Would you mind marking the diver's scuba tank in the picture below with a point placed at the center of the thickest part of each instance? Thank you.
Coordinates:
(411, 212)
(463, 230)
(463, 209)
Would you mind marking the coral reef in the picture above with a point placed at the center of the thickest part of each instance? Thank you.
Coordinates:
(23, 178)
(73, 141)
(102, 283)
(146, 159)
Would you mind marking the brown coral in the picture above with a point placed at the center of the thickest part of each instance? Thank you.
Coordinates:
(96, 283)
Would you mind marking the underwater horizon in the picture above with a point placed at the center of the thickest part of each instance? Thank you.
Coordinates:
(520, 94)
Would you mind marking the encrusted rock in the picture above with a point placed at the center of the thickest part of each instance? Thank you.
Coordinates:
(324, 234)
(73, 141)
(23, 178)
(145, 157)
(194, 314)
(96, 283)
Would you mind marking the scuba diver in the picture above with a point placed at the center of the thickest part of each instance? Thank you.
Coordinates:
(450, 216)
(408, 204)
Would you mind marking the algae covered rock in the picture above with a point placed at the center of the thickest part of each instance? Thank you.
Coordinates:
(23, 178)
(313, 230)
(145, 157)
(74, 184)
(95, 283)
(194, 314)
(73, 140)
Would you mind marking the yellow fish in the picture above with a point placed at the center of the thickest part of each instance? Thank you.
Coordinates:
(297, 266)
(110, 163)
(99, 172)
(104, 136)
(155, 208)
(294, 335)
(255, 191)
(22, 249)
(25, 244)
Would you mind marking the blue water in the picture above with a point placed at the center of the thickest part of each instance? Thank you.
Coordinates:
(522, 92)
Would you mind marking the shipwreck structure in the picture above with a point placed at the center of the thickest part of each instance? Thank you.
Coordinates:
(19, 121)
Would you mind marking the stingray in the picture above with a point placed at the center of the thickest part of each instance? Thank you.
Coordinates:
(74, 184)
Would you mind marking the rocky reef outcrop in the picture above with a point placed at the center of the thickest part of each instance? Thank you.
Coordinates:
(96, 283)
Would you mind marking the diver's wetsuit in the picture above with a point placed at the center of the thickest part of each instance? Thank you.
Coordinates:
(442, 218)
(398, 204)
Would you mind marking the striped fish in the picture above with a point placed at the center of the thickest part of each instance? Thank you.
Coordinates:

» **GIVEN TASK**
Could you rewrite all of the items above, swapping every "thickest part" for "widest part" and leaving everything else as it is?

» **PROBLEM SOLUTION**
Would you mind marking the diver's scuba tank in the picture below with a point placed at the center of the widest part of each instance? Thank you.
Coordinates:
(411, 212)
(463, 230)
(463, 209)
Would you mind marking the coral reef in the picture above with a point placed at the center of the widest part of each instance? Thank you.
Coordinates:
(23, 178)
(73, 141)
(102, 283)
(146, 159)
Would you mind marking the brown coral in the picture above with a point placed at the center of the widest part of each instance? Thank you.
Coordinates:
(96, 283)
Would you mind marking the underwater horizon in the picture above with a point placed at the center of the widest part of each instance? Thank you.
Coordinates:
(520, 94)
Would you mind marking the encrusted rock in the picture above with a point placed at the center of the widest part of each instance? Thank you.
Coordinates:
(324, 234)
(73, 141)
(23, 178)
(145, 157)
(194, 314)
(96, 283)
Would you mind marking the scuba diver in the picture above with a point placed at the center of the widest part of each instance? Thank you.
Coordinates:
(450, 216)
(408, 204)
Would you mind marking the algae covered rock in the picture above with a point placed at the center of the widest part of each instance? Thank you.
Coordinates:
(23, 178)
(313, 230)
(145, 157)
(74, 184)
(95, 283)
(194, 314)
(73, 140)
Would you mind marking the yellow fish in the picture above with a point placed at the center of the widest part of each instance? Thank you.
Coordinates:
(297, 266)
(110, 163)
(99, 172)
(104, 136)
(155, 208)
(294, 335)
(255, 191)
(22, 249)
(25, 244)
Would you mind marking the blue water in the picture above with a point placed at the center of the widest part of each instance? Thank you.
Coordinates:
(522, 92)
Would you mind marking the shipwreck structure in the picture above with a point placed at the center of the widest part of each instance? Thank you.
Coordinates:
(19, 121)
Would you mind marking the stingray in the picture above with a point placed at the center of the widest part of each instance? Thank you.
Coordinates:
(74, 184)
Would you mind marking the rocky reef outcrop in the picture above with a point placed at the center of the widest part of each instance? Thank you.
Coordinates:
(96, 283)
Would you mind marking the diver's wetsuit in the picture above with a point placed at the center of the widest part of each instance? Thank you.
Coordinates:
(442, 218)
(398, 204)
Would you mind marking the striped fish in the picture above with a point placed at the center of the widest part of each instance? Thank you.
Coordinates:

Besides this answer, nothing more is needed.